Rewrite every one of the items below, replacing "thickest part" with "widest part" and leaving everything else unchanged.
* BEGIN *
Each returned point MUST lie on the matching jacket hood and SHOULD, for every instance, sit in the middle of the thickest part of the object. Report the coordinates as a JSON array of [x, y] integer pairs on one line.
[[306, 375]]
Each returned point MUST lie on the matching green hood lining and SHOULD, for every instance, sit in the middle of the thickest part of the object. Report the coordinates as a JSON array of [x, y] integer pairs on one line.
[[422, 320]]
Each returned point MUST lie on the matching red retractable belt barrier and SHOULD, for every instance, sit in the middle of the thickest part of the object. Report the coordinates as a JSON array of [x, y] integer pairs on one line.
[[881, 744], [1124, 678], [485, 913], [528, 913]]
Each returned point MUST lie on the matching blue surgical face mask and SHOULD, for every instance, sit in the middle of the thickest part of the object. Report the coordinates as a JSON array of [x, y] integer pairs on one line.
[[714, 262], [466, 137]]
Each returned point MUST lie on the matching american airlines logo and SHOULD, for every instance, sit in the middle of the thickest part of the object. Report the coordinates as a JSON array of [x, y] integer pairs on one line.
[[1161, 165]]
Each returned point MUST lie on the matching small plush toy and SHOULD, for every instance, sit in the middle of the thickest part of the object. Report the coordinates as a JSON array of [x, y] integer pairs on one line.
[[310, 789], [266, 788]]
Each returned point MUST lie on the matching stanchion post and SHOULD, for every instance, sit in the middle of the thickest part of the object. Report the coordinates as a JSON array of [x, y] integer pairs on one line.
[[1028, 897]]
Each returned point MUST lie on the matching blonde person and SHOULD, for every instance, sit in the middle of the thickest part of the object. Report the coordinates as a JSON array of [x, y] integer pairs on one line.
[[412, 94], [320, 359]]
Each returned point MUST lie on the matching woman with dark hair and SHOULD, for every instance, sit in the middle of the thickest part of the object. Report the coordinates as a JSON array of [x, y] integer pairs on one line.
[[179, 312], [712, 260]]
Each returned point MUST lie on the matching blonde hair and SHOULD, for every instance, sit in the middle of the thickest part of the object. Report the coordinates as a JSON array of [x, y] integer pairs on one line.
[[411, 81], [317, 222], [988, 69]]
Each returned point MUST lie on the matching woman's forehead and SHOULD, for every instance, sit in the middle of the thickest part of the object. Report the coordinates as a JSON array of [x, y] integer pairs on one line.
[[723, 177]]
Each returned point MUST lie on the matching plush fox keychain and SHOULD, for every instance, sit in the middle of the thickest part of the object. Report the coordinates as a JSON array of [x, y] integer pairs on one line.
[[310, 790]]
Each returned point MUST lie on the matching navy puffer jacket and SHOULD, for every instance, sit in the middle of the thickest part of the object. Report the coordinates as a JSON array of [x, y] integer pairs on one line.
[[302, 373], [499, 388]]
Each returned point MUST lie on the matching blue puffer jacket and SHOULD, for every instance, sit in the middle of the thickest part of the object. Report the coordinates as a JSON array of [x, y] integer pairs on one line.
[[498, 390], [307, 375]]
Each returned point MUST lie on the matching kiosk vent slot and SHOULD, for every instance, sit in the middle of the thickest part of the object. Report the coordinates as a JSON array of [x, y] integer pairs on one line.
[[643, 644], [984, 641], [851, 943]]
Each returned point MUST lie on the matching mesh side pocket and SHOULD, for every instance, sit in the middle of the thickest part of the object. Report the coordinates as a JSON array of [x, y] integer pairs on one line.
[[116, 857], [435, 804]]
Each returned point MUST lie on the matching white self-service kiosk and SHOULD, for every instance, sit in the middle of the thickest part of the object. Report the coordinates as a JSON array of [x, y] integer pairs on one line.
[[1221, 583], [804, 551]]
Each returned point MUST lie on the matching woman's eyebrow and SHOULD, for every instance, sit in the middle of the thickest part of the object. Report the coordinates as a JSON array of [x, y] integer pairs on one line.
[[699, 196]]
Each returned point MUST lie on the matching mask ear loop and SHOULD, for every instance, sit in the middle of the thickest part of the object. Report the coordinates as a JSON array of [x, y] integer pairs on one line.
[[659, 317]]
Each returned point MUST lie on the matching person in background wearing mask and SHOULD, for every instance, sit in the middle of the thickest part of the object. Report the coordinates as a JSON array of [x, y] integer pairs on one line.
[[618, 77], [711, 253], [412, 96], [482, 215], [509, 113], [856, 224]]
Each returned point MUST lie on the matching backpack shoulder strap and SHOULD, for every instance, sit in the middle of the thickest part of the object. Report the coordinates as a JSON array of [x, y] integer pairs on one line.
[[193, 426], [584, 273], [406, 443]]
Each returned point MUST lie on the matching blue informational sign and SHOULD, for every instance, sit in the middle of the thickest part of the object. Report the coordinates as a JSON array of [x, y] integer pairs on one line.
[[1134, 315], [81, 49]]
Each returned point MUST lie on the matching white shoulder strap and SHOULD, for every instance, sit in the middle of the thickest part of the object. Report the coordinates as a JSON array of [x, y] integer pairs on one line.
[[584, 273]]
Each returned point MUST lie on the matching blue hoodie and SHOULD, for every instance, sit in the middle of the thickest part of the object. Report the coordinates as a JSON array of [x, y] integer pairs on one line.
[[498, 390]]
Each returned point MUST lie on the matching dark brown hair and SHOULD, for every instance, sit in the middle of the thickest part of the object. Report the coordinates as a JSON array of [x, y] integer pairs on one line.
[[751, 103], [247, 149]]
* END *
**ANSWER TO THIS PROBLEM**.
Each returned point MUST lie on the matching jacket hood and SHOULD, for every instance, sit in the middle of the widest part of the object. Report the coordinates as a JSON array of [x, y] integer pairs on one line.
[[306, 375]]
Each returned point MUST lie on the matching green hood lining and SHOULD, for every instance, sit in the middle of the widest part of the object. Report the coordinates as a JSON array of [x, y] integer pairs on one line.
[[422, 320]]
Each returned point MUST lie on the matching red retractable belt barrier and SHOULD, for every instance, sit in the middle of the widest part of the object. Report the coordinates as a JSON array of [x, y] integer pairs on one line.
[[881, 744], [1124, 678], [485, 913], [528, 913]]
Each returned point MUST lie on the matching blue surgical face mask and SHOULD, for every instance, sit in the middle of the widest part of the object. Report the coordinates as a JSON array of [x, y] integer pairs on one line.
[[714, 262], [466, 137]]
Each returned point MUST lie on the matching american airlines logo and SHOULD, for every instance, sit in the middle of the widest part of the object. Report the coordinates as a JSON array of [x, y] integer pairs on one line.
[[1161, 165]]
Each returned point MUST lie on the matching small plush toy and SHOULD, for every instance, sit in the middle of the widest part of the object. Report the coordinates as a JSON array of [x, y] integer pairs on one line.
[[310, 789], [266, 788]]
Each returned point MUST lie on the matching stanchion post and SHOULD, for every instance, sit in the middle of the widest part of the object. Report the coordinates as a JSON array of [x, y] integer pairs on one line.
[[1028, 897]]
Each returned point MUST lie on the matching blonde person and SHOULD, for every instance, sit in the middle of the widest part of the object. Report the coordinates as a JSON array of [x, y] integer pairs on one line.
[[412, 94], [320, 359]]
Each returned point MUST lie on the matching woman with dark hair and SHOULD, for every instance, sit in the middle of the widest part of the object. Report the coordinates as a JSON array of [x, y] integer pairs on one line.
[[179, 312], [712, 260]]
Each returned point MUST lie on the matching blonde hair and SHOULD, for every instance, sit in the middle of the widest part of the object. Report the coordinates as a JSON array of [x, y] integer pairs on one line.
[[411, 81], [317, 222], [988, 69]]
Each returned point MUST lie on the matching woman's forehead and SHOULD, for every instance, sit in the middle of the widest part of the object. Report the coordinates as a JSON array of [x, y] integer pairs on one line.
[[723, 177]]
Each returned point MUST lie on the matching plush fox keychain and SHOULD, for every instance, sit in the middle of the widest part of the object. Report the coordinates as a JSON array of [x, y] integer pairs on one line.
[[310, 790]]
Each returned point MUST lie on the matching navy puffer jacket and SHOULD, for every instance, sit in the middle of the widest part of the object. Report the coordinates as a JSON array of [x, y] integer pairs on one line.
[[302, 373], [499, 388]]
Each returned point MUST lie on the matching blue puffer jacket and SHOULD, for every instance, sit in the middle of the widest part of the object. Report the coordinates as a JSON array of [x, y] integer pairs on one line.
[[498, 390], [307, 375]]
Each returned point MUST lie on the matching kiosk vent slot and SHOULD, for every instance, sit in the middle of the widest part of the object. Report the coordinates as a JSON array of [x, y] integer pairs on one line.
[[643, 644], [984, 641], [851, 943]]
Each returned point MUST lie on the matching mesh side pocket and SHOULD, for every instance, sit in the middle of the widest part of the object. Report the coordinates as a JSON array of [x, y] integer pairs on one line.
[[116, 857], [435, 804]]
Each returned point MUST lie on the matching white self-service kiosk and SHOULD, for every instance, sit in the middle of the widest part of the object. Report the coordinates as a JSON array of [x, y] integer pairs on one line.
[[1221, 583], [804, 551]]
Each returned point MUST lie on the matching woman's eyebrow and SHOULD, for every instance, sit in the middle of the widest part of the object. Report the coordinates as a JSON array of [x, y] integer pairs on one line.
[[699, 196]]
Each returned point MUST lie on the matching mask ear loop and SHOULD, for every instance, sit in the middle of the widest part of the object. Report the coordinates as a JSON array of [x, y] integer pairs on one line.
[[659, 317]]
Each returned point MUST lie on the matching person in background wearing mask and SHOULD, for every instance, sit in the middle of the widest part of the object. Report the coordinates as a JSON array of [x, y] integer pairs on one line.
[[618, 77], [711, 253], [412, 96], [482, 215], [509, 113], [856, 224]]
Each returned point MUST lie on the matching backpack shoulder strap and SHOULD, for every instance, sit in the middle of the widest part of the object. Report the coordinates as a JSON array of [x, y] integer pairs on one line.
[[193, 426], [584, 273], [406, 443]]
Each returned point MUST lie on the matching blue informational sign and SHOULD, for every instance, sit in the middle of the widest part of the object. Report the coordinates as a JSON array of [x, y] integer pairs on one line.
[[1134, 315], [81, 49]]
Each returned point MUST lie on the matching white shoulder strap and SHOULD, for every instance, sit in the middle of the widest part of the object. Report the coordinates as a JSON array of [x, y] integer pairs on one line.
[[584, 273]]
Each returned point MUST lie on the matching blue hoodie and SHOULD, for every instance, sit in the middle of the widest part of the object. Report the coordinates as a JSON array of [x, y] integer pairs on one line.
[[498, 390]]
Each returned point MUST lie on the matching dark brown hair and SHOULD, for every instance, sit in the middle of the widest part of the object. Report the coordinates as a JSON array of [x, y] integer pairs on one line.
[[751, 103], [247, 149]]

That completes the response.